Beneath this sentence is a set of records; write each of them out exactly.

> [RECORDS FOR THIS TASK]
▽

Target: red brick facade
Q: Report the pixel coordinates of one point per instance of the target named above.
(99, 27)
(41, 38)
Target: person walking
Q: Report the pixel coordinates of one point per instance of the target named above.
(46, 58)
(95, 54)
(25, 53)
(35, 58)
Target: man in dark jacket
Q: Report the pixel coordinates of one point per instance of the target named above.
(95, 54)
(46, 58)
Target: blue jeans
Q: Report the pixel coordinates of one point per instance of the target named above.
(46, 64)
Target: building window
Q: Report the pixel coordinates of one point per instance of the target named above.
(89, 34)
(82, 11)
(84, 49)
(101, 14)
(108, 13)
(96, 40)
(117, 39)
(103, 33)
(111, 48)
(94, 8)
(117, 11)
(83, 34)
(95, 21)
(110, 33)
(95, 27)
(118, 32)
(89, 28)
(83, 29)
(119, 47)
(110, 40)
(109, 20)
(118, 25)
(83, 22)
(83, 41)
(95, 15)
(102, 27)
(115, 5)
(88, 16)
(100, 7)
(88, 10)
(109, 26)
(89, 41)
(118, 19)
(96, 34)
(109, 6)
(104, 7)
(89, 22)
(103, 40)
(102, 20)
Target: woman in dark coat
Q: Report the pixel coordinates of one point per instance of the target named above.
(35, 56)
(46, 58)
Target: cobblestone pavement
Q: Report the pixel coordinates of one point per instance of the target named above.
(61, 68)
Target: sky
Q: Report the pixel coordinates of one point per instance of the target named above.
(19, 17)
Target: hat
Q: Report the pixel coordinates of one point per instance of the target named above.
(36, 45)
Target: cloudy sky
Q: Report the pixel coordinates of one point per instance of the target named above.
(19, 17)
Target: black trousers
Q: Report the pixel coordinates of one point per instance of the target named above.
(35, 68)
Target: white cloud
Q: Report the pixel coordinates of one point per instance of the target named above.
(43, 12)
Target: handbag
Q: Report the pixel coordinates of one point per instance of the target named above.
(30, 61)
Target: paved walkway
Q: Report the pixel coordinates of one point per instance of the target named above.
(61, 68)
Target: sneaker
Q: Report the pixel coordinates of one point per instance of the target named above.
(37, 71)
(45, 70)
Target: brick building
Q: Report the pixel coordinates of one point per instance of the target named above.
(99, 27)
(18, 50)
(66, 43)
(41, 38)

△

> [PROBLEM SOLUTION]
Target: red brick facade
Q: Report the pixel coordinates of one point per instance of the target named above.
(99, 27)
(41, 38)
Target: person walking
Q: Report the pixel coordinates of one point per instance of the target named above.
(46, 58)
(95, 54)
(25, 53)
(35, 58)
Target: man in dark jacket
Q: Report the pixel coordinates of one point per instance of the target named above.
(95, 54)
(46, 58)
Target: blue jeans
Q: Report the pixel coordinates of one point per instance of the target named above.
(46, 64)
Target: building window
Q: Report the pixel coordinates of one point per instance of the target named above.
(89, 34)
(82, 11)
(84, 49)
(101, 14)
(108, 13)
(96, 40)
(117, 39)
(103, 33)
(111, 48)
(94, 8)
(117, 11)
(83, 34)
(95, 21)
(110, 33)
(95, 27)
(118, 32)
(89, 28)
(83, 29)
(119, 47)
(110, 40)
(109, 20)
(118, 25)
(83, 22)
(83, 41)
(95, 15)
(102, 27)
(115, 5)
(88, 16)
(100, 7)
(88, 10)
(109, 26)
(89, 41)
(118, 19)
(96, 34)
(109, 6)
(104, 7)
(89, 22)
(103, 40)
(102, 20)
Target: woman in dark coat
Q: Report the pixel coordinates of one point per instance of the target named above.
(35, 56)
(46, 58)
Target: cobblestone pavement
Q: Report the pixel coordinates of one point per instance of the target named above.
(61, 68)
Target: sky
Q: Report the pixel coordinates of one point per instance of the target named above.
(19, 17)
Target: hat
Q: Report the pixel coordinates of one point per instance of the target named above.
(36, 45)
Target: cloudy sky
Q: Report the pixel coordinates of one point per instance of the target named above.
(19, 17)
Target: black trousers
Q: Report the pixel coordinates of one point per instance of the target named above.
(35, 68)
Target: white cloud
Q: Report the pixel coordinates of one point per instance of the target named above.
(43, 12)
Target: handbag
Q: Report the pixel coordinates of one point per instance of the target named above.
(30, 61)
Target: paved walkway
Q: Report the pixel coordinates of one point per instance of the target named above.
(61, 68)
Target: sneaker
Q: Report the pixel coordinates of one point per instance of the target named above.
(37, 71)
(45, 70)
Target: brick building
Q: Report the pixel coordinates of one point per instance of the target named above.
(99, 27)
(18, 50)
(66, 43)
(41, 38)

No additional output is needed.